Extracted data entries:
--- start ---

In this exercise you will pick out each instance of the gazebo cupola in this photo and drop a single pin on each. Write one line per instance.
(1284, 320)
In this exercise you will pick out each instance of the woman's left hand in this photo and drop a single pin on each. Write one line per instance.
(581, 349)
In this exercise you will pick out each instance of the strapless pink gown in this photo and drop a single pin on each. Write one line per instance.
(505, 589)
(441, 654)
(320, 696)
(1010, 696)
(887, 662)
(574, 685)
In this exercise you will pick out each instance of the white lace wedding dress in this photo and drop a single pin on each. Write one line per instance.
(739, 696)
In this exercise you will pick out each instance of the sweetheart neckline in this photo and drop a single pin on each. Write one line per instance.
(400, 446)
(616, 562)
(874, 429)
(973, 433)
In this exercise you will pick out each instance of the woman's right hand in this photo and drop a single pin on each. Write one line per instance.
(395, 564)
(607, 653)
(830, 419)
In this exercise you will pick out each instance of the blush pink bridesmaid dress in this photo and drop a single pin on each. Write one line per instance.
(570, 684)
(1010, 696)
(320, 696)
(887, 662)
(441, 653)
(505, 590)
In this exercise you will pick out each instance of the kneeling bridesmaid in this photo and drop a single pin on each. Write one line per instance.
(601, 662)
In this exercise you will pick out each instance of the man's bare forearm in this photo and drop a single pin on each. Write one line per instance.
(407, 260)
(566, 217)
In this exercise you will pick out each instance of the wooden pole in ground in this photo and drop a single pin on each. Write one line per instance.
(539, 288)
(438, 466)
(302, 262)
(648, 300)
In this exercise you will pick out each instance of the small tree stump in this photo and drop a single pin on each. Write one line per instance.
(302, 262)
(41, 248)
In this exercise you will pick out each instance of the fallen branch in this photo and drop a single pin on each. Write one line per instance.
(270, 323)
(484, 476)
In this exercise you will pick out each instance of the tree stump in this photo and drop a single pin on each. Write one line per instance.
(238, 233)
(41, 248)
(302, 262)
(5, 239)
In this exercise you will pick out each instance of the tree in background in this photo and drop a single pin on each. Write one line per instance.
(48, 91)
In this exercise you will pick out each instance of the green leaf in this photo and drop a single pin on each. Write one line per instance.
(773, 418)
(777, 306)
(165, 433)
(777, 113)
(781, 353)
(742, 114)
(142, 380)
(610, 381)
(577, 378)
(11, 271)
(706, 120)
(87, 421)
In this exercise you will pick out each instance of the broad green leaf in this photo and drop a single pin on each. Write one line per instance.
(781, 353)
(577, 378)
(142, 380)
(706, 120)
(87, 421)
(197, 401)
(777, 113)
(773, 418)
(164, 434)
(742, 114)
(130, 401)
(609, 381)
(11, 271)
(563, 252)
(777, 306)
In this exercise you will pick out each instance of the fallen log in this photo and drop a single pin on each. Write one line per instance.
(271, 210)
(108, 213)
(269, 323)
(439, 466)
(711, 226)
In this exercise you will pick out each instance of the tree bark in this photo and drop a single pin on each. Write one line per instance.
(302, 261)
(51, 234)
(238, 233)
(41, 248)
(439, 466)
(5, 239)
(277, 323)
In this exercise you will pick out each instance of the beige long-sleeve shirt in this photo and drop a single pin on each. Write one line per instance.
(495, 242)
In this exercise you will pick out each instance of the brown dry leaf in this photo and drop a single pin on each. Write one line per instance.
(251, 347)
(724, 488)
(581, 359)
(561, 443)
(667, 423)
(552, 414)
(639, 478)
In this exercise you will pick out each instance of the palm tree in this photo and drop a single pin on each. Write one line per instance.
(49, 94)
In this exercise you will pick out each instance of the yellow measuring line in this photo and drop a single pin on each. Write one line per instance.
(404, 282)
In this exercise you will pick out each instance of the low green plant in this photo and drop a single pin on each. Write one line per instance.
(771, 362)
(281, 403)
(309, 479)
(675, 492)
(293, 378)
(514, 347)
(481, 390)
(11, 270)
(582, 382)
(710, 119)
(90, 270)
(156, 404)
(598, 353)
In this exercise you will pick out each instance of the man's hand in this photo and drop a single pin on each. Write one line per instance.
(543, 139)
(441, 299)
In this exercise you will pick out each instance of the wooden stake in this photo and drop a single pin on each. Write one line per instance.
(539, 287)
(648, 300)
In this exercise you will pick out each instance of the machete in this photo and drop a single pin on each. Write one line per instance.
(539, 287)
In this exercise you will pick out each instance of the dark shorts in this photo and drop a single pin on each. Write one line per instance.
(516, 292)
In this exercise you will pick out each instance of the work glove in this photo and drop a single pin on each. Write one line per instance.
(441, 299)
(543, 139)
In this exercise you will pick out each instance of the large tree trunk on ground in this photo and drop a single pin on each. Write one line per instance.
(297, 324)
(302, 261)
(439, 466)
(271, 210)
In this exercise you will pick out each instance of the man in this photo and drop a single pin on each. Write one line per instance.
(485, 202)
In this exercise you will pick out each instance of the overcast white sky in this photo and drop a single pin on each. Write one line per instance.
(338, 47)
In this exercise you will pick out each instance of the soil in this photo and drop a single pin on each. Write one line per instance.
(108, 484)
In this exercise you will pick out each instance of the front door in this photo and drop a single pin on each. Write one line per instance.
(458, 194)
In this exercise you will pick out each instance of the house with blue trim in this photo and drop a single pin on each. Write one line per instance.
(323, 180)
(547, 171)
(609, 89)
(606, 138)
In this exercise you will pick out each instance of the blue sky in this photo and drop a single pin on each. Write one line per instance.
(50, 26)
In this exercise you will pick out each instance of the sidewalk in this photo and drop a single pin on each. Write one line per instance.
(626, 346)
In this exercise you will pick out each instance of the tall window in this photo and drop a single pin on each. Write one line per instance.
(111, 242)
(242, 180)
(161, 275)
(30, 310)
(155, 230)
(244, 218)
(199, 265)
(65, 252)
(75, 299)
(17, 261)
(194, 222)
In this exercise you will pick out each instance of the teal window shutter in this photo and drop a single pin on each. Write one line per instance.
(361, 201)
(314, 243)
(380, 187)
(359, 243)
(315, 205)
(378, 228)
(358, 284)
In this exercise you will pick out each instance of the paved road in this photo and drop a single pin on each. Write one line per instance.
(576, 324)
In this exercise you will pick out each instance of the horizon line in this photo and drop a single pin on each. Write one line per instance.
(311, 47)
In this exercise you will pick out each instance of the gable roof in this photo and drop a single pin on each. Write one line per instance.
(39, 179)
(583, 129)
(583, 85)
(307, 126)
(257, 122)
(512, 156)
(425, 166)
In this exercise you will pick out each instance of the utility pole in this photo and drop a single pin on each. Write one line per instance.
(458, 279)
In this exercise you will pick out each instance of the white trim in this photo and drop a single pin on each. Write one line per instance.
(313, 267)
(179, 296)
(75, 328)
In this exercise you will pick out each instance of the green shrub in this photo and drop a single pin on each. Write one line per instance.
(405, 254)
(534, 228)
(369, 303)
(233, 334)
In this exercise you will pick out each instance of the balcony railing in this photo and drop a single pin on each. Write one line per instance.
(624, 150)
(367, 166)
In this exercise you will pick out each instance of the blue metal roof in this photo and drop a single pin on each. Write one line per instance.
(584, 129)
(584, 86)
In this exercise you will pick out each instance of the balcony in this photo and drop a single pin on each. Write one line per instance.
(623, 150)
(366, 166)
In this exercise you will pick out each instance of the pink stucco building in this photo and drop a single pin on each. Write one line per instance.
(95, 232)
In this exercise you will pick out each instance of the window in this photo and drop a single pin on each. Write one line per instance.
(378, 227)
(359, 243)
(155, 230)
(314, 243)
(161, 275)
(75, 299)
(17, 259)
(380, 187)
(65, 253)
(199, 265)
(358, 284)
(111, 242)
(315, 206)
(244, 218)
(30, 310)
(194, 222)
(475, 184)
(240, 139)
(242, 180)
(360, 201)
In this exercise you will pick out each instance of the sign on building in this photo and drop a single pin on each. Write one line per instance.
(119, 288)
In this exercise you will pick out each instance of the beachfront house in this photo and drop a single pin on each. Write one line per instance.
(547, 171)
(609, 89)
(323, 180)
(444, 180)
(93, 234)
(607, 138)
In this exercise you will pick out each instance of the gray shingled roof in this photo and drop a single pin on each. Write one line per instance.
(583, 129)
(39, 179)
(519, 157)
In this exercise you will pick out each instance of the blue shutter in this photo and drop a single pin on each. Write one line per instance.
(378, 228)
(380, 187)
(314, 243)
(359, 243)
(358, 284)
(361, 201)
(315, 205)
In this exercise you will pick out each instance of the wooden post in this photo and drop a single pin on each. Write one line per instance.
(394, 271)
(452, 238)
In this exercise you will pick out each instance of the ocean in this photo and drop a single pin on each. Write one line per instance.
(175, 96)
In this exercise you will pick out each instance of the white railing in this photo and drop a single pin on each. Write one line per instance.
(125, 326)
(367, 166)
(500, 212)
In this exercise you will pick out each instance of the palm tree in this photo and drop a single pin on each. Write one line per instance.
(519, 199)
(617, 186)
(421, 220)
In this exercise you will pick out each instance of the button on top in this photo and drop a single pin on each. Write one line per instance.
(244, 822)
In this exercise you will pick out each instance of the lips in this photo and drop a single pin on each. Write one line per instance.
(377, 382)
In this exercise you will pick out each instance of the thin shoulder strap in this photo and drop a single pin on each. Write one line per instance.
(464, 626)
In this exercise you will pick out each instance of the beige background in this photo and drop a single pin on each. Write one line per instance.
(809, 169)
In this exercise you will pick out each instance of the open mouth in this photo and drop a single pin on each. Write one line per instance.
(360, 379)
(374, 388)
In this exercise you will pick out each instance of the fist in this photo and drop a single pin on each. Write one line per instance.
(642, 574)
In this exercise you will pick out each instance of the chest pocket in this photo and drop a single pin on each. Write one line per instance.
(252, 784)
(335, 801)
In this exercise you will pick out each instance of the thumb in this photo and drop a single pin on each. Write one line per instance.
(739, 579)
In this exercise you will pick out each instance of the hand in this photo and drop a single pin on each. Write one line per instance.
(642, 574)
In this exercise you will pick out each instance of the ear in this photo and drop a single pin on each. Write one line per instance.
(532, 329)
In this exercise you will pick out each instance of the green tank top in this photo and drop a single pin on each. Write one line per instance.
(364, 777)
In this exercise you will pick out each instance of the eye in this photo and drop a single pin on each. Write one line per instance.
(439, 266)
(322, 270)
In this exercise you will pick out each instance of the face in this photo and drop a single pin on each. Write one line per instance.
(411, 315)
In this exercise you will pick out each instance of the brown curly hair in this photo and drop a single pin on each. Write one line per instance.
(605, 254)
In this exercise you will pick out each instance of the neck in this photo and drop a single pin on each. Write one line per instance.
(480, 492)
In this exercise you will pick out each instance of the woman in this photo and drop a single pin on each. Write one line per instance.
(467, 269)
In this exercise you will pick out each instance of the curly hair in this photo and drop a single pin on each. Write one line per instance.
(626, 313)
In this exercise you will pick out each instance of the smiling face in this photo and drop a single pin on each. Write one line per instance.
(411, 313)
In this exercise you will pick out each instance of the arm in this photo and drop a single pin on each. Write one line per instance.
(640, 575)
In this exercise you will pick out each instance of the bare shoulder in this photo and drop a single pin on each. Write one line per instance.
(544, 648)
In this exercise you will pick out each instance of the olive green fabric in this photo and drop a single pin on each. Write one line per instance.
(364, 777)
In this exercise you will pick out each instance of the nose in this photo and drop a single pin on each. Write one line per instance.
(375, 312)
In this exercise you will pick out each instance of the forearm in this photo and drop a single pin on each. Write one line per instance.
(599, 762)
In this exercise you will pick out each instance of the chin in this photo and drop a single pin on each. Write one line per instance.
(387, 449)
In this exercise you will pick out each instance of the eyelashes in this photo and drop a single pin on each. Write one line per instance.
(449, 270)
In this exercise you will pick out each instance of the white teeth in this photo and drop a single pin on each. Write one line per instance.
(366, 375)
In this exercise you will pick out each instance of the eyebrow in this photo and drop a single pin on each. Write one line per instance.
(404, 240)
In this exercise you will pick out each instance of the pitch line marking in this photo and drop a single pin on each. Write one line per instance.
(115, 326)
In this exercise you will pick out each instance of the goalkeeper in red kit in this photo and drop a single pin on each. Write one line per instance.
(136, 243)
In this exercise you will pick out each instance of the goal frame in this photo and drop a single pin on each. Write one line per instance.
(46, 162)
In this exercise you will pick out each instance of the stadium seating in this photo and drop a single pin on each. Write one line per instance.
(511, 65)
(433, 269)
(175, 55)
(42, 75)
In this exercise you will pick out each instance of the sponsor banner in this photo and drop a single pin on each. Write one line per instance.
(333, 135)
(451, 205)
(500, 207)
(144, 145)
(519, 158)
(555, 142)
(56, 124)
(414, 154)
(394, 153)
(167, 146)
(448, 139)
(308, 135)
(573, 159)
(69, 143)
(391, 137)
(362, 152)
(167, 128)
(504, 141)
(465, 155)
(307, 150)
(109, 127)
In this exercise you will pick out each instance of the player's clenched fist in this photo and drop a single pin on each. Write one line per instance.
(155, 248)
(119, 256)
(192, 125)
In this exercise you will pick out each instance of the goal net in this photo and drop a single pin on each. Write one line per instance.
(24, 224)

--- end ---

Extract the lines above from the one containing "of the forearm" to the last line, both included, exactly as written.

◆ Correct response:
In this exercise you will pick out each instance of the forearm in this photo and drop a single pin on each. Write one line per instance.
(599, 762)
In this exercise you will pick out each instance of the chin in this photo and drop a single pin on each. Write one line per instance.
(387, 449)
In this exercise you will pick out each instance of the eyelashes in this photo and drop a single pin on each. Write one line per instance.
(449, 270)
In this exercise you will pick out each instance of the white teeth in this photo and drop a single pin on each. Write one line per instance.
(366, 375)
In this exercise you will pick out each instance of the eyebrow in this photo and drop a single pin on each. Write one line per instance.
(404, 240)
In this exercise you will pick out each instance of the pitch line marking in this photo and drop a single pin on each. Write one line per instance.
(115, 326)
In this exercise you will pick out each instance of the goalkeeper in red kit in this photo and drop a single pin on each. Write one line per instance.
(136, 243)
In this exercise you will pick out each instance of the goal frame in this photo and drop a single pin on each. Write one line per instance.
(46, 162)
In this exercise you will pick out each instance of the stadium seating in this photo and drop a single pin on each. Write one line per instance.
(511, 65)
(433, 269)
(175, 55)
(42, 75)
In this exercise you will pick out each instance of the sponsor banner in this photo and drop a single pin on each. Write one line per instance.
(333, 135)
(451, 205)
(500, 207)
(144, 145)
(519, 158)
(555, 142)
(56, 124)
(414, 154)
(394, 153)
(167, 146)
(448, 139)
(308, 135)
(573, 159)
(69, 143)
(391, 137)
(362, 152)
(167, 128)
(504, 141)
(465, 155)
(307, 150)
(109, 127)
In this exercise you will pick out each instance of the player's clenched fist in this photo and drop a single pin on each. Write one line per instance.
(155, 248)
(119, 256)
(192, 125)
In this exercise you will pick out each instance of the goal net in this photo and drop a single pin on each. Write one line per instance.
(24, 224)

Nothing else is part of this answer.